* Required action
All entries below are to be returned exactly, with pictures left out.

Point-per-instance localization data:
■ ■ ■ ■
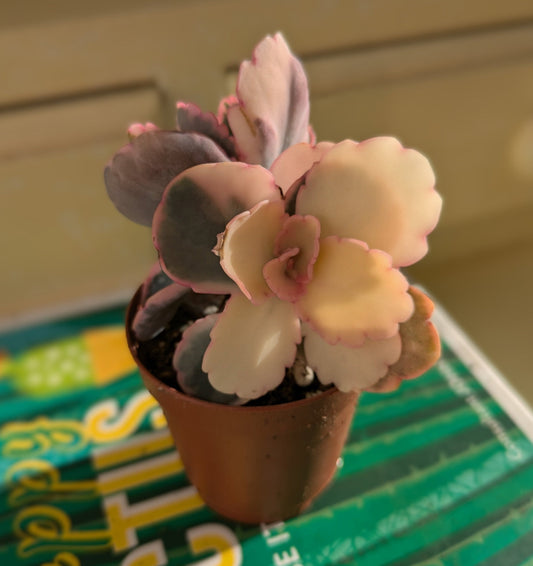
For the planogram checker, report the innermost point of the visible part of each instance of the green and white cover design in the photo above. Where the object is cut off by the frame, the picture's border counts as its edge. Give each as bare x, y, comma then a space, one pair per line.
437, 473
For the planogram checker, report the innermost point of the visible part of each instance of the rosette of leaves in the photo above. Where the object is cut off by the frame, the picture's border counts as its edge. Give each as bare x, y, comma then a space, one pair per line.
306, 239
268, 113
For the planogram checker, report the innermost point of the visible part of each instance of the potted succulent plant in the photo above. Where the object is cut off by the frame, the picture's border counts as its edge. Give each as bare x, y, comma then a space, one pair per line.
278, 296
■ ■ ■ ■
* Task result
For the planogram checker, report the innermost point of the visible part of each instance of the green and white cover design in the photo above. Where the object is cut off by the frame, the picture's border counts as its edge. Give each as bare x, y, comma then a space, one pair per line.
437, 473
For the planogram checker, report the innermost point of the visible part of each instance of the rosette of leaves in the photo above. Where the object is cut off by the frame, the picture's border counts as its edge. Give each as bare x, y, comma then a space, one pair per line.
306, 239
268, 113
For the planogram checker, report the innermost point of the visible part of each instance of the potted succulent plant in the photo above. Where the object is cut off by the frame, the picture's border counts as its edge. Give each as bare x, y, comma then a space, one pair per line.
278, 296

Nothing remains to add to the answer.